──────── Source document ────────
17 year old Mallory Pugh earned her first senior national team call-up during January camp and was subsequently named to the CONCACAF Qualifying Tournament roster. She got her first cap when the USA played the Republic of Ireland in a friendly on January 23rd in front of 23,000+ at San Diego’s Qualcomm Stadium. She entered the game in the 58th minute for Alex Morgan who earned her 100th cap that day. In a passing of the torch moment, the future UCLA Bruin became the youngest player to debut for the USWNT since 2005. She also scored a goal during the 83rd minute to put the USA up 5-0. During qualifying, Pugh played in all 5 matches and settled into the level of play. Her speed and play-making ability sparked the U.S. offensive attack on several occasions. She even earned 3 assists throughout the tournament. By the end of the tournament, Pugh played as a starter. If she makes the Olympic roster, she’ll definitely be a name to watch out for in Rio.

Lindsey Horan is another name to pay attention to as time progresses. Horan, only 21 years of age, opted to forego college at women’s soccer powerhouse, UNC, to play professionally for the past 3 years in France for Paris-Saint Germain. She saw time with the USWNT during camps in the past and earned her first cap back in 2013 at the Algarve Cup. Playing her whole life as a forward, Horan has recently stepped into the defensive center mid spot left vacant by retiree Lauren Holiday. At first with Holiday’s, retirement I was a little concerned because of the tough shoes to fill, but I’ve been incredibly impressed with Horan’s play. She’s created a chemistry on the pitch with fellow center-mid Morgan Brian, who played her way into a starting role during the World Cup last summer. She’s also maintained possession, created offense, and quarterbacked the best team in the world throughout her time on the field. Not to mention, her 5’9 frame and goal-scoring/heading capabilities create an offense threat on the attack and set pieces. At this point I would be shocked if Horan didn’t make the Olympic roster because she seems to have the defensive center mid position on lock and as recent camp call-up Rose Lavelle would say, she’s “The Great Horan”.
────────
Required actions:
a. Collect every line of the records that contains the word "hand", matching case exactly.
b. Write what comes next in the soccer article on Mallory Pugh and Lindsey Horan, picking up after its final sentence.
The soccer article has no connection to the records.
──────── Data to process ────────
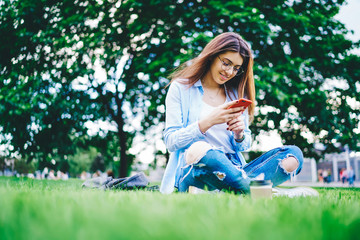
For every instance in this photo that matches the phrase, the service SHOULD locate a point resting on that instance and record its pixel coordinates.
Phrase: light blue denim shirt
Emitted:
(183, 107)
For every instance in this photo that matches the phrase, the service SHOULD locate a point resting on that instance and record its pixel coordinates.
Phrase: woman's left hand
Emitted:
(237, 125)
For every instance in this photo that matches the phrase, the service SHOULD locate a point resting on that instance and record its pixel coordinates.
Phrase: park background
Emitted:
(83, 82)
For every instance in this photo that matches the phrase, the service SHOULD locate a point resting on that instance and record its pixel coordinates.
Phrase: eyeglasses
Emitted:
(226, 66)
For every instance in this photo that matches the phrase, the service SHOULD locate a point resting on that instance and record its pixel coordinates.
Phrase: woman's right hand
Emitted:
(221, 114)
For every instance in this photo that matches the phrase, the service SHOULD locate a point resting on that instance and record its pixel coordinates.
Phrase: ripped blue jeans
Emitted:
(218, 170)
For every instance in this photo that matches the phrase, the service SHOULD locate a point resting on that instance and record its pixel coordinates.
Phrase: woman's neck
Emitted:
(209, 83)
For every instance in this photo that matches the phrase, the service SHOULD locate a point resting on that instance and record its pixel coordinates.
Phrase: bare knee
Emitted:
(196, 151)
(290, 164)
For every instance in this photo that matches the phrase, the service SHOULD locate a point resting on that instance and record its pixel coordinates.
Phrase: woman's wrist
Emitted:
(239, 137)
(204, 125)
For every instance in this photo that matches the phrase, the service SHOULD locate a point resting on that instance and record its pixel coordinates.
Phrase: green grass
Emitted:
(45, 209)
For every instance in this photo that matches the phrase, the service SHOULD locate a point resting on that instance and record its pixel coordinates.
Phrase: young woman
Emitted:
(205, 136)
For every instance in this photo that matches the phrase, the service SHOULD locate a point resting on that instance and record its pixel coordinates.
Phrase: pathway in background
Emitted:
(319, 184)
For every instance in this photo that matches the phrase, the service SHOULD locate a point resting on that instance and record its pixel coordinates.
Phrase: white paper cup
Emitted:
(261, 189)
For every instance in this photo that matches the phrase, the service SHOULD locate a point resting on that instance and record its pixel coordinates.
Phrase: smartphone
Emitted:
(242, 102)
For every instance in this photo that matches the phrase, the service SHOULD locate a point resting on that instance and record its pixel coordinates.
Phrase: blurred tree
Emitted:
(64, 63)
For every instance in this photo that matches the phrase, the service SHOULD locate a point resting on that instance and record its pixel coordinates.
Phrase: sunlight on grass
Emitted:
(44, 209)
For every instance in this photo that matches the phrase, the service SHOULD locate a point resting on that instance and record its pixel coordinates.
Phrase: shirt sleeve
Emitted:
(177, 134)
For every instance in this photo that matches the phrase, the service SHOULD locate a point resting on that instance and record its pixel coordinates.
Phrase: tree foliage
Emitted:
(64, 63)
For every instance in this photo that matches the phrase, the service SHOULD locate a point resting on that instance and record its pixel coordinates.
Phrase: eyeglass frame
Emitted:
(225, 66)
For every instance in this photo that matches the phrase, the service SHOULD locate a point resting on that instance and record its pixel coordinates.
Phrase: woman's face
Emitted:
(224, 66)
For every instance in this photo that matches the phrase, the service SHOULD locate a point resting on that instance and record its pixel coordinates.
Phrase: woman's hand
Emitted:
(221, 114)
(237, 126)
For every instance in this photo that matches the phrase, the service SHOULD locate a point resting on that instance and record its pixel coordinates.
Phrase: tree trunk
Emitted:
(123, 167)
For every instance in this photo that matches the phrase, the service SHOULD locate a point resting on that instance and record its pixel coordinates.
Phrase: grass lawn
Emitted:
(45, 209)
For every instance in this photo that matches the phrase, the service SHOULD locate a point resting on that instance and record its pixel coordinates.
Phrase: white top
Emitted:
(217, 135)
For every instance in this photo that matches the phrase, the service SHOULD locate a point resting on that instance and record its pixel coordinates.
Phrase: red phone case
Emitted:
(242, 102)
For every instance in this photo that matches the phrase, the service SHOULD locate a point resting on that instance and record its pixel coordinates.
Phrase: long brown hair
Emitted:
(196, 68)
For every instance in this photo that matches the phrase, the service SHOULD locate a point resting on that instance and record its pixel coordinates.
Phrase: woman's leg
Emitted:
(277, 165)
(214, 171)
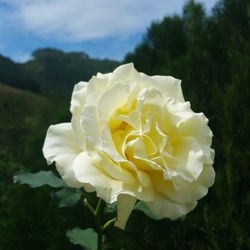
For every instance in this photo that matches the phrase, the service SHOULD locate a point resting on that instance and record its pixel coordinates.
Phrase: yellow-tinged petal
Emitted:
────────
──────── Data to process ────────
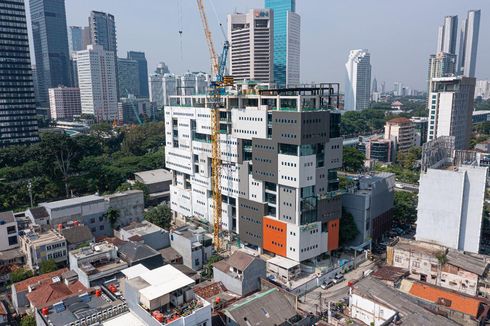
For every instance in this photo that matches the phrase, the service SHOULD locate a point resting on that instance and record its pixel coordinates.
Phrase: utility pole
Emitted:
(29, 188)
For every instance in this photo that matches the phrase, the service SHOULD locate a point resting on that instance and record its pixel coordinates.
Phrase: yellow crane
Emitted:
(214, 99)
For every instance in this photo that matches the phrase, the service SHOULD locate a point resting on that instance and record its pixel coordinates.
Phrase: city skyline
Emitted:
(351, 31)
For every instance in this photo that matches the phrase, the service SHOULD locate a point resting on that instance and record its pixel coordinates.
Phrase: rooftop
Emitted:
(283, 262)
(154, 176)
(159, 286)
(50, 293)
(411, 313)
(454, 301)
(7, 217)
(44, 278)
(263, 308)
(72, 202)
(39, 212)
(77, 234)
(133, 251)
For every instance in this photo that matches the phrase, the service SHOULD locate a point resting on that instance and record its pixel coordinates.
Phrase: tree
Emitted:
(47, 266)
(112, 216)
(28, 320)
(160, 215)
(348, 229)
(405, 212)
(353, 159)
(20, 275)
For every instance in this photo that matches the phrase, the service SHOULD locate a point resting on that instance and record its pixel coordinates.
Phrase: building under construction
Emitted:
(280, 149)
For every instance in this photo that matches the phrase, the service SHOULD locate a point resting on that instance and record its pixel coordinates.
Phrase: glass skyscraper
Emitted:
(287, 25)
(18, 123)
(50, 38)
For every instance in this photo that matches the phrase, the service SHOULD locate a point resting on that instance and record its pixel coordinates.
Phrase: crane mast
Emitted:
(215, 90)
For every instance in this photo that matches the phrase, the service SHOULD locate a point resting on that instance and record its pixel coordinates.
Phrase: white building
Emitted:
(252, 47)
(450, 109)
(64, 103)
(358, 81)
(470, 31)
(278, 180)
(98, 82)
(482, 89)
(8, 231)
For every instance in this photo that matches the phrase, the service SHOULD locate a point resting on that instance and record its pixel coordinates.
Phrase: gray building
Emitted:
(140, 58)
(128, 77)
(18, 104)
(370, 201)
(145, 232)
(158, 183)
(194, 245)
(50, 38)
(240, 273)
────────
Results for the exercise:
a.
Phrase: woman's left hand
Phrase: woman's right hand
Phrase: woman's hand

b.
Massachusetts born Stephanie McCaffrey and Samantha Mewis were also two new additions to the CONCACAF Qualifying Tournament roster. Both players saw limited time during tournament play but made an impact on the national team leading up to Olympic qualifying. McCaffrey earned her first cap in October during the Victory Tour where she also notched her first goal during the final minute of stoppage time in the match against Brazil in Orlando. For the national team, most of McCaffrey’s appearances have been as a forward/mid on the wings, predominantly the right side. She makes great runs and expands the width of the offense, while aiding in the attack. Mewis has played a center mid role in her recent national team appearances. It seems like she’s been in a competition for that center mid field role along with Lindsey Horan and Morgan Brian. At 6’0 tall, Mewis has a height advantage much like Horan when it comes to set pieces, but Horan has been crushing any competition she has for the position, including Mewis. Unlike her fellow “masshole”, Steph McCaffrey, Mewis’s first cap came in December 2014, but during qualifying last week, she finally scored her first goal against Puerto Rico.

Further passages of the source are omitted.